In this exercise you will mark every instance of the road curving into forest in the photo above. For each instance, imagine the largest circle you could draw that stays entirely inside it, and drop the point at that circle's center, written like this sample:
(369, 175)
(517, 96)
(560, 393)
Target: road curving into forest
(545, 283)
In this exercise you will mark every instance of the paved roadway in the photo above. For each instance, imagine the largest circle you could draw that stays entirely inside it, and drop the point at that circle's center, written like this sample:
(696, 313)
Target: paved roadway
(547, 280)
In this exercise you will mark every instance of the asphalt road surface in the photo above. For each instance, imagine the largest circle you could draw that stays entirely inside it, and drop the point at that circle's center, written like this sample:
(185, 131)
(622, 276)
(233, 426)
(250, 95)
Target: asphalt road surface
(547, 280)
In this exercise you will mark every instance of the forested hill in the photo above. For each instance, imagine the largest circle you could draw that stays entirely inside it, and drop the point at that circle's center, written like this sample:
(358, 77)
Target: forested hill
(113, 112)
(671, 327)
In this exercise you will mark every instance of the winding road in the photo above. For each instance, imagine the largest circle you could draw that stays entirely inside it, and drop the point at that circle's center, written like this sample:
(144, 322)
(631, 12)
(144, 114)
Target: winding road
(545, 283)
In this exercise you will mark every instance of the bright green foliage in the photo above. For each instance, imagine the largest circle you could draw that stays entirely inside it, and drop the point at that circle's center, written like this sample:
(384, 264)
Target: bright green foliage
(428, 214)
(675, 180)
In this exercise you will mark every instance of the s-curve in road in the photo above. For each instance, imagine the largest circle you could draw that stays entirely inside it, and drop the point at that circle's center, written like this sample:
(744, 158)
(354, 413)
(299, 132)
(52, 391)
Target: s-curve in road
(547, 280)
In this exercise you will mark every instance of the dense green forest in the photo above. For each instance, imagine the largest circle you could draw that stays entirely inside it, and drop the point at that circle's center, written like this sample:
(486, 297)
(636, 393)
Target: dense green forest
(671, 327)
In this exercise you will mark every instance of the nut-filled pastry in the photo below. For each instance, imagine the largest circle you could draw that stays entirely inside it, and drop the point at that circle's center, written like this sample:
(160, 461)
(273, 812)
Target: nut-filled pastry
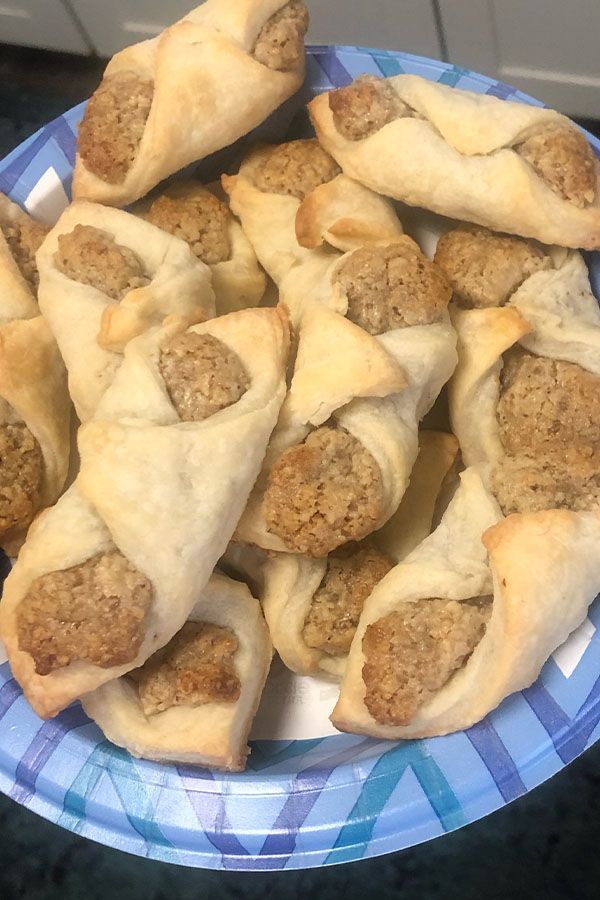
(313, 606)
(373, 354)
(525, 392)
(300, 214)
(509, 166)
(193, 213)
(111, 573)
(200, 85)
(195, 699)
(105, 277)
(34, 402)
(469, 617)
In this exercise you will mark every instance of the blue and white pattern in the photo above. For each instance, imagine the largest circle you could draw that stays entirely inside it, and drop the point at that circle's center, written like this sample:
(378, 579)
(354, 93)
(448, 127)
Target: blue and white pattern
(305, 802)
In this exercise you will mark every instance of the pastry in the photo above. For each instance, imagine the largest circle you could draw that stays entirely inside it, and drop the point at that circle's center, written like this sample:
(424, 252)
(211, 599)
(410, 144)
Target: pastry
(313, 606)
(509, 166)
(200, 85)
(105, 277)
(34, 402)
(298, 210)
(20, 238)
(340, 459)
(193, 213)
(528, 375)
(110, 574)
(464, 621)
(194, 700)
...
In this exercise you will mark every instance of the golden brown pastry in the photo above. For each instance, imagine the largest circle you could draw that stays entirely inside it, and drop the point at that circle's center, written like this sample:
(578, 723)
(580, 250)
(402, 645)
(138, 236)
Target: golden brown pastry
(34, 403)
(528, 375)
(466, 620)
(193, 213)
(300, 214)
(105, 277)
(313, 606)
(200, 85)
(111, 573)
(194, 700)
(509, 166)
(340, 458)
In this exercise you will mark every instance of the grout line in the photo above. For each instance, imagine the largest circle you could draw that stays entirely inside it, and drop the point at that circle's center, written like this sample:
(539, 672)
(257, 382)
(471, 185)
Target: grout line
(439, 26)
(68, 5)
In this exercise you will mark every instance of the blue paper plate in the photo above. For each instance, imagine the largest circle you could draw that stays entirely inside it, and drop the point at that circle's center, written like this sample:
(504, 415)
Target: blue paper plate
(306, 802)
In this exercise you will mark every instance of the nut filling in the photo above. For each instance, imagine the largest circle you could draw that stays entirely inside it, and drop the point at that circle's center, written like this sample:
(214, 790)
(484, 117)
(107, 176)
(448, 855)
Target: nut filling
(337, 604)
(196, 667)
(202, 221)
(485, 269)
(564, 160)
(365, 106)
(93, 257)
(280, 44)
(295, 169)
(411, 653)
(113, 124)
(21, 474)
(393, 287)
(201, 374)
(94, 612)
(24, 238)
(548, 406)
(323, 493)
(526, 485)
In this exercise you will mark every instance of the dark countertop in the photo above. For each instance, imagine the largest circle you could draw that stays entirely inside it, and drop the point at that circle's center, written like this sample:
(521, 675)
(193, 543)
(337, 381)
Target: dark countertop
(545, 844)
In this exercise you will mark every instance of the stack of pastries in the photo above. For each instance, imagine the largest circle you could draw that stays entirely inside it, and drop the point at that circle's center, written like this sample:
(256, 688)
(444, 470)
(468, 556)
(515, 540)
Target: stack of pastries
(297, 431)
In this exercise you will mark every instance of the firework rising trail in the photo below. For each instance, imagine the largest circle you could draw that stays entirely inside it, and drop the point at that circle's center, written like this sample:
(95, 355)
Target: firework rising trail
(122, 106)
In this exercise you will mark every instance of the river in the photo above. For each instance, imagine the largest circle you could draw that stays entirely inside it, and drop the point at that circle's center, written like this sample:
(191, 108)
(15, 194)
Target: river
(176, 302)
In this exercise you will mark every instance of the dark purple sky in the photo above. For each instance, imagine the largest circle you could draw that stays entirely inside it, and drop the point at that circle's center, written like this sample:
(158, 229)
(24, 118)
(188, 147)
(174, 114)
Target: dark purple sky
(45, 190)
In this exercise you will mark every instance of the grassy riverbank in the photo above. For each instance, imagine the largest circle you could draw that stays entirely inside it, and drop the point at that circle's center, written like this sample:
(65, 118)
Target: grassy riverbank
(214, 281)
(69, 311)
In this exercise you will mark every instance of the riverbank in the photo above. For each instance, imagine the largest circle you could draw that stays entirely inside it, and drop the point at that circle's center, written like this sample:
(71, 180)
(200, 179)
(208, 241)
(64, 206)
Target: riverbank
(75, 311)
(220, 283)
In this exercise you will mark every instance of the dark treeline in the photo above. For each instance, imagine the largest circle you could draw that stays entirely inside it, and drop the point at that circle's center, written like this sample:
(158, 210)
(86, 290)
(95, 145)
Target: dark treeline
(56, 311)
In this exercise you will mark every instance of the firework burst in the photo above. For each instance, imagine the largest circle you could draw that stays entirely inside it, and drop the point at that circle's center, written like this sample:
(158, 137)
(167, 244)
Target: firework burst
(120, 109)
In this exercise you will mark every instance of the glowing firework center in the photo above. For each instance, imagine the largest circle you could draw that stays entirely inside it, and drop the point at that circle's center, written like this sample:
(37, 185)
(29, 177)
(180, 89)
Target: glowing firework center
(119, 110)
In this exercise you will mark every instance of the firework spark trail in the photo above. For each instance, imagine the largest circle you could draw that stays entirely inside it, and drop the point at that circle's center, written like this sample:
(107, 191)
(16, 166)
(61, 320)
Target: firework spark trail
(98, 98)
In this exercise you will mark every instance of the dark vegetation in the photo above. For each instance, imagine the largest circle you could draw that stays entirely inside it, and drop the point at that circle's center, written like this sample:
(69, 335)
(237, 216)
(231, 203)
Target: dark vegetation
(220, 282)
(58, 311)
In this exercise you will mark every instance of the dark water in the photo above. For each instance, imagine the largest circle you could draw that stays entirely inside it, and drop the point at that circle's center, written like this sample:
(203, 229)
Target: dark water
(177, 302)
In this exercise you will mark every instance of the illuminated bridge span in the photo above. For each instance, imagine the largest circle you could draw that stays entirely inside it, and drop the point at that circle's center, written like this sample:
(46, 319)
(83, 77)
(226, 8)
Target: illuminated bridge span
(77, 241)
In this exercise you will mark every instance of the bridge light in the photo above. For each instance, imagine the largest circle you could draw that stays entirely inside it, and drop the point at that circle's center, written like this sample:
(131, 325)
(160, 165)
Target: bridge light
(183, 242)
==
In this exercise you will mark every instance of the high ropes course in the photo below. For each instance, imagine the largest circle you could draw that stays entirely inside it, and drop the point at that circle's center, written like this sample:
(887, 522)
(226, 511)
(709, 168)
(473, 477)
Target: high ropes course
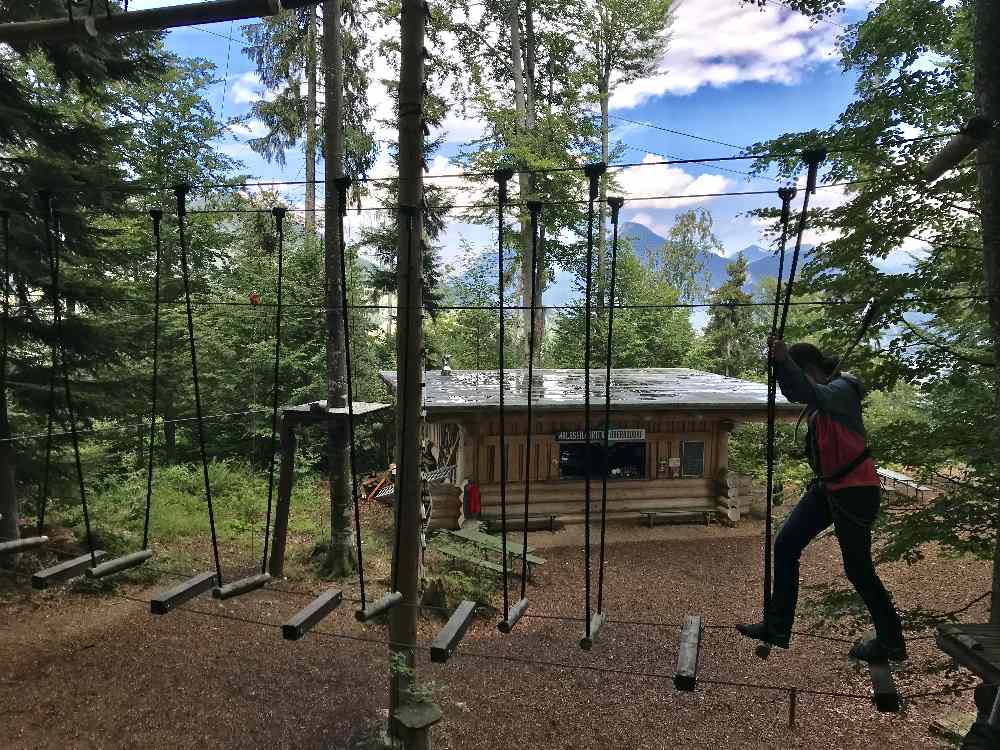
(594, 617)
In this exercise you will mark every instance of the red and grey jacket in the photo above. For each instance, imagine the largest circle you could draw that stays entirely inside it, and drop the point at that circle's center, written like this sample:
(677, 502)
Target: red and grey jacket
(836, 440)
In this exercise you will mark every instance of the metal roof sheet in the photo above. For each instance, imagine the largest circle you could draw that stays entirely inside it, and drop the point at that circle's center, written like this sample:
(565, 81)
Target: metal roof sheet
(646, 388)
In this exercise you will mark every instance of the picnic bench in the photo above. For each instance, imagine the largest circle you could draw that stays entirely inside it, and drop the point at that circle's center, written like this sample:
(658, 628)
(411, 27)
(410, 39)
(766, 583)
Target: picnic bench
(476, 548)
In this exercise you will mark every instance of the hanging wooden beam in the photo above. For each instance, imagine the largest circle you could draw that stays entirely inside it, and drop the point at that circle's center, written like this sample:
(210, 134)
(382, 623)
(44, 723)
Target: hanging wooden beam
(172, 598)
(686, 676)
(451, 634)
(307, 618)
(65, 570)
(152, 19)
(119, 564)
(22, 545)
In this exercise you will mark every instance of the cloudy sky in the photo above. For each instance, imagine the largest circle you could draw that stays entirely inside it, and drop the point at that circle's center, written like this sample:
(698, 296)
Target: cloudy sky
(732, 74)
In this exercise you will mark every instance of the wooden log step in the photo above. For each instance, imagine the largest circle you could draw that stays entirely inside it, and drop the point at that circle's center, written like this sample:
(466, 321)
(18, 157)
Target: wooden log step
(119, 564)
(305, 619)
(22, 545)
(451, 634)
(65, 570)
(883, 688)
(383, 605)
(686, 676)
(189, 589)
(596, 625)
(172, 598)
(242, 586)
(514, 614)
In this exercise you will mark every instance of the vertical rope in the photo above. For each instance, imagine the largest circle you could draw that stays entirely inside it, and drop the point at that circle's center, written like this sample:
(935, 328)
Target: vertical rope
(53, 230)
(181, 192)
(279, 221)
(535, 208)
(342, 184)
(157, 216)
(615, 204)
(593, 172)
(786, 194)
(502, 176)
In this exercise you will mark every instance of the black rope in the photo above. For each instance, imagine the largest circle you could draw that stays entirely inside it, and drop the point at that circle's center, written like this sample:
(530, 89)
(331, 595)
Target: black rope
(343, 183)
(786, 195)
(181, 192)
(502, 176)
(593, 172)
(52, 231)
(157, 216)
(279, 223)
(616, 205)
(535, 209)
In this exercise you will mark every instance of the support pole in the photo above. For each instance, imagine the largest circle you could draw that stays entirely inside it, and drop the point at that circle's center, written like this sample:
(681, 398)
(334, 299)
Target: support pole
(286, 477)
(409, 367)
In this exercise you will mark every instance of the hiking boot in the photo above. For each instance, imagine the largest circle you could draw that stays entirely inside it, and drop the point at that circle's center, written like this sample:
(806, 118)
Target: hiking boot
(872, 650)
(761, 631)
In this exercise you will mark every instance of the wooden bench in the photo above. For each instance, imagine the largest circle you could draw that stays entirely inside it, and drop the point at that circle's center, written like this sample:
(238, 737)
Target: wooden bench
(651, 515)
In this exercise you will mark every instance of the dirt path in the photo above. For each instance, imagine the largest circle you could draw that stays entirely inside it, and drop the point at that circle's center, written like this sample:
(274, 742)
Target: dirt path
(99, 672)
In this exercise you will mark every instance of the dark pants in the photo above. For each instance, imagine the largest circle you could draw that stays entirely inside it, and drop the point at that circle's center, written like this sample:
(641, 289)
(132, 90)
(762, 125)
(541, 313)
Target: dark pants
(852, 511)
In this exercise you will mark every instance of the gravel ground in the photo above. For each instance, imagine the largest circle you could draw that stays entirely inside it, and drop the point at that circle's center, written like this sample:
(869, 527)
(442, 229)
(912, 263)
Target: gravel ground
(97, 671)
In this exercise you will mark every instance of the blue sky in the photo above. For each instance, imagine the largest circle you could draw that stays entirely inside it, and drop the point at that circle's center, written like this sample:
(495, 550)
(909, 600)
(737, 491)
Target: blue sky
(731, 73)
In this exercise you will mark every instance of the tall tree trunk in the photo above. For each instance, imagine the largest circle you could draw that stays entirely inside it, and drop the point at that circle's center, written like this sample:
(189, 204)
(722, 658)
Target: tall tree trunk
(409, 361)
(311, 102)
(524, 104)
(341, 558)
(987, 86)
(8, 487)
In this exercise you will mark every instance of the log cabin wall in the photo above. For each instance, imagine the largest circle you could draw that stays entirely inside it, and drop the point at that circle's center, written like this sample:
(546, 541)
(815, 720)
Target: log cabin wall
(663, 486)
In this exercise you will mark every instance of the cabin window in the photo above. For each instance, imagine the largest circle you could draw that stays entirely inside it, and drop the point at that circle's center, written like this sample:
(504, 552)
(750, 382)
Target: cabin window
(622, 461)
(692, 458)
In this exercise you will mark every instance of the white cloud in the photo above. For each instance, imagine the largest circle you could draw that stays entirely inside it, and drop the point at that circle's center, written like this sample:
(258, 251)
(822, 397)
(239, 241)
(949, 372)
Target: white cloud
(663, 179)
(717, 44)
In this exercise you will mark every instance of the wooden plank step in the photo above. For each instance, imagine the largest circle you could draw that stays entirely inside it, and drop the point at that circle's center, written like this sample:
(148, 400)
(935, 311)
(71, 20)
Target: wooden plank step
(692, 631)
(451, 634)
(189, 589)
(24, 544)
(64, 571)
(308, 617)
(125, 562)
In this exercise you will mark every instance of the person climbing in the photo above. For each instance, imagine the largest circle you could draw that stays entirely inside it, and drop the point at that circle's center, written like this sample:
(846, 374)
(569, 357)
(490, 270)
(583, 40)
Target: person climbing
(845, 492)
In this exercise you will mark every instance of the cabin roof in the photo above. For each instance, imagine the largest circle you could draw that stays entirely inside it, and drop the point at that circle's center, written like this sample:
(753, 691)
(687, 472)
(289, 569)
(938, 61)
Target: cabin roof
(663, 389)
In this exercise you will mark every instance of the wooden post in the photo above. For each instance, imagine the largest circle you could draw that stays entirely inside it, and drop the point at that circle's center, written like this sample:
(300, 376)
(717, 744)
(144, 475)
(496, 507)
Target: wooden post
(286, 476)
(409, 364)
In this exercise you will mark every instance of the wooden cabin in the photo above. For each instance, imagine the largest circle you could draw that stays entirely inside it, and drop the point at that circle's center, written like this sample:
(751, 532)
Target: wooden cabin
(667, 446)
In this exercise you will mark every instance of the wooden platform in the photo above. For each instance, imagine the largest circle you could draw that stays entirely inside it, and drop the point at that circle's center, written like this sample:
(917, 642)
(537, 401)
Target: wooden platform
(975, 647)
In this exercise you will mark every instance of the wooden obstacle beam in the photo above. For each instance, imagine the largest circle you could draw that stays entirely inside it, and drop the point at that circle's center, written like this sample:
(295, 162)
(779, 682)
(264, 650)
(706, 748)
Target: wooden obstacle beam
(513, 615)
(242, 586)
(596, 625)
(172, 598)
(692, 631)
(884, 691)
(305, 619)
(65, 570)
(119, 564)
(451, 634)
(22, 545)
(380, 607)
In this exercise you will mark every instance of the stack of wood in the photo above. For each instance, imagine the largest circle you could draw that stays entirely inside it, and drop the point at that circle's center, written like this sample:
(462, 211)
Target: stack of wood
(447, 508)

[TASK TO COMPLETE]
Please give the rows as a Markdown table with the columns No and Line. Begin at the line that contains "In this exercise you will mark every instance of the dense", stop after the line that contains "Target: dense green forest", number each line, and leave out blank lines.

[EXERCISE RESPONSE]
| No | Line |
|---|---|
| 1 | In this exercise you will mark every instance of the dense green forest in the photo above. For each instance, imagine the largest circle you could draw that stays entirely inside it, and drop the point at that circle's center, written like this sample: |
| 2 | (486, 297) |
| 3 | (636, 393) |
| 4 | Target: dense green forest |